Two articles about this significant decision provide must-read guidance for defense counsel.

The Champion magazine of the NACDL.  The  March 2015  issue contains an extremely useful article by Hanni Fakhoury.   Riley  decided that digital data  merited Fourth Amendment protection.  Several arguments were rejected.  First, a cellphone poses no physical threat to an arresting officer.   Second, the possibility of destruction of evidence is not outcome- determinative.  True enough, some evidence of crimes might be destroyed by a wily defendant; however, the government’s interest in law enforcement must be balanced against the individual’s privacy interests.  And at least on the facts of Riley,  a warrant was required.

Digital phones are different.  Why?   Because cell phones have an immense capacity  to store staggering amounts of personal information.

 ·         Cell phones, differ from other physical items found on a person.   They are, objectively stated, mini- computers with immense storage capacity and significant owner privacy concerns.

 ·         Many types of information can be stored on a cell phone — videos, e-mails, financial records.  They can expose far more than isolated nuggets of information ferreted out by other searches,

 ·         The huge amount of data present reveals much about its owner — cell phones store [and permit access]  to data going all the way back to the date of the phone’s purchase.    Cell phones allow access to detailed records  and data inputted over an extended period of time.  And several hundred stored pictures will reveal much more than just one or two photos.

 ·         Cell phones are a reality in modern society. They are different – warrantless searches would give police access to personal information they might only occasionally stumble across in the pre-digital world.

What’s in the future?  Litigation over video surveillance via use of drones, for one thing.   Technology today affords the police far more sophisticated  opportunities than, say, flying an airplane over a fenced-in backyard to observe whether marijuana was growing . That was the 1986 Supreme Court case of Ciraolo v. California [no Fourth Amendment violation in the observation ].

 Courts are increasingly grappling with how to deal with digital searches and drone surveillance under the Fourth Amendment.  Arguably, Riley provides solid defense Constitutional arguments  to limit to electronic searches, particularity those involving massive digital information.

The Army Lawyer,    Military appellate courts have been active in this area as well, as Lindsay Windsor points out in the March 2015 ARMY LAWYER.  During the 2013 – 2014 term, the Court of Appeals for the Armed Forces decided US v. Wicks, 72 M.J. 93  (2014).    This was four months before Riley.    Anticipating the Supreme Court’s decision, CAAF held that a warrant was required before the government could lawfully search text messages on the service member’s phone .

 Fourth Amendment protections are generally available to service members. However, the member’s expectation of privacy may be diminished in certain circumstances, such as use of computers the government provides for a member’s use.

 The Windsor article points out how Riley usefully analyzes the Fourth Amendment vis-à-vis contemporary technology.  The Supreme Court now has established a new approach for cell phones and, arguably, for other modern technology situations.   Riley sought to discern the spirit of the Fourth Amendment in the context of technology.  This was hardly an Originalist approach — the Founders  could hardly have anticipated such technological breakthroughs.

 Author Windsor commends the Court for appreciating technological challenges for law enforcers – the Court noted such technical concerns as “geofencng” and “cloud computing.”

 The article concludes with interesting predictions on the interplay between Fourth Amendment protections and military necessity.

 Bottom line: Both articles are definitive — and an excellent starting point for practitioners facing such issues.

^^^^

Goal of the exercise: Using the text on the Riley decision, mark each statement yes or no and quote the words that decide it: (a) The Court of Appeals for the Armed Forces decided US v. Wicks after Riley; (b) Ciraolo v. California was a 1986 Supreme Court case that found no Fourth Amendment violation; (c) a service member's expectation of privacy may be diminished when using computers the government provides.

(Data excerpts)
^^^^

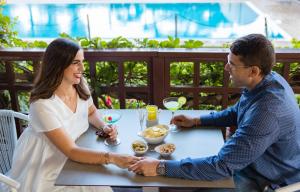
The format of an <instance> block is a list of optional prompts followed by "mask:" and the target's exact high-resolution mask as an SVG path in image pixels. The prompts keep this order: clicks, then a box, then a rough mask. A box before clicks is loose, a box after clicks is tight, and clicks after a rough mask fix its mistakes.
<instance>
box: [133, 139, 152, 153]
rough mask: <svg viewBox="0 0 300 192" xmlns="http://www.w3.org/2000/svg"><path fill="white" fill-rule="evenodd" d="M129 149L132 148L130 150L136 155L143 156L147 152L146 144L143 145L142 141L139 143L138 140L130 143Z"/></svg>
mask: <svg viewBox="0 0 300 192" xmlns="http://www.w3.org/2000/svg"><path fill="white" fill-rule="evenodd" d="M131 147H132V150H133V151H134V153H135V154H137V155H143V154H145V153H146V152H147V150H148V145H147V143H145V142H144V141H139V140H136V141H134V142H133V143H132V145H131Z"/></svg>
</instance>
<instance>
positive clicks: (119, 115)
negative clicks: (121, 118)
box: [102, 110, 122, 146]
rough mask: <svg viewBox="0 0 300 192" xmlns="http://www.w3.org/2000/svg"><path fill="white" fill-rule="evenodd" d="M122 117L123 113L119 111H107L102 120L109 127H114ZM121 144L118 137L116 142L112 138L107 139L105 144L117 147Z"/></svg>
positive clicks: (110, 145)
mask: <svg viewBox="0 0 300 192" xmlns="http://www.w3.org/2000/svg"><path fill="white" fill-rule="evenodd" d="M121 116H122V115H121V113H119V112H117V111H111V110H107V111H105V112H104V113H103V116H102V119H103V121H104V122H105V123H106V124H107V125H108V126H112V125H114V124H115V123H117V122H118V121H119V120H120V119H121ZM120 143H121V141H120V139H119V138H118V137H117V138H116V139H115V140H112V139H110V138H106V139H105V140H104V144H105V145H108V146H115V145H119V144H120Z"/></svg>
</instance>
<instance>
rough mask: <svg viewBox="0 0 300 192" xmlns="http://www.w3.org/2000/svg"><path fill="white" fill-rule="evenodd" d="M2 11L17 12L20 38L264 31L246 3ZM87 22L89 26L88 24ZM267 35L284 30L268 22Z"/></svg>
mask: <svg viewBox="0 0 300 192" xmlns="http://www.w3.org/2000/svg"><path fill="white" fill-rule="evenodd" d="M3 13H4V14H5V15H8V16H10V17H18V21H19V22H18V23H17V25H16V30H17V31H18V32H19V37H21V38H55V37H57V36H58V34H59V33H62V32H65V33H68V34H69V35H71V36H73V37H88V36H91V37H95V36H98V37H101V38H114V37H117V36H123V37H126V38H146V37H147V38H151V39H152V38H155V39H163V38H167V36H168V35H170V36H177V37H179V38H182V39H235V38H237V37H240V36H243V35H246V34H248V33H262V34H265V31H266V30H265V17H264V16H263V14H262V13H260V12H259V11H258V10H257V9H256V8H255V7H254V6H253V5H252V4H250V3H249V2H246V3H244V2H237V3H90V4H20V5H19V4H8V5H5V6H4V10H3ZM88 26H89V27H88ZM267 31H268V37H269V38H271V39H279V40H283V39H288V38H289V37H288V34H286V33H285V32H284V31H283V30H281V29H280V28H279V27H277V26H276V25H275V24H274V23H272V22H271V21H268V28H267Z"/></svg>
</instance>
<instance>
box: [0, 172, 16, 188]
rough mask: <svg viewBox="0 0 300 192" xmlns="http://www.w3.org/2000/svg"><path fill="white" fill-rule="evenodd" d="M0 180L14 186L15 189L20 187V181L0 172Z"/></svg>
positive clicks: (12, 185) (12, 187)
mask: <svg viewBox="0 0 300 192" xmlns="http://www.w3.org/2000/svg"><path fill="white" fill-rule="evenodd" d="M0 182H3V183H5V184H6V185H8V186H10V187H12V188H15V189H19V188H20V183H19V182H17V181H15V180H13V179H11V178H9V177H7V176H5V175H3V174H2V173H0Z"/></svg>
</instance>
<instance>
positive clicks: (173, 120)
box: [171, 115, 200, 127]
mask: <svg viewBox="0 0 300 192" xmlns="http://www.w3.org/2000/svg"><path fill="white" fill-rule="evenodd" d="M171 123H174V124H175V125H177V126H180V127H193V126H198V125H200V119H199V118H192V117H189V116H186V115H177V116H175V117H174V118H173V119H172V120H171Z"/></svg>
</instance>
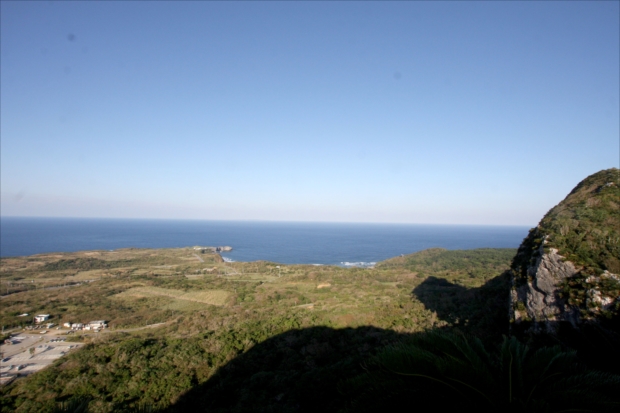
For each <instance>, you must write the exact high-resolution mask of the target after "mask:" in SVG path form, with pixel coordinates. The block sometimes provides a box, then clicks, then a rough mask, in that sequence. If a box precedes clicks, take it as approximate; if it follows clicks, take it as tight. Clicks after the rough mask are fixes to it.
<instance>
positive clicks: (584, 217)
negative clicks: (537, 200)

^^^^

Written answer:
(a) No: "This was four months before Riley."
(b) Yes: "That was the 1986 Supreme Court case of Ciraolo v. California" and "no Fourth Amendment violation in the observation"
(c) Yes: "the member’s expectation of privacy may be diminished in certain circumstances, such as use of computers the government provides for a member’s use."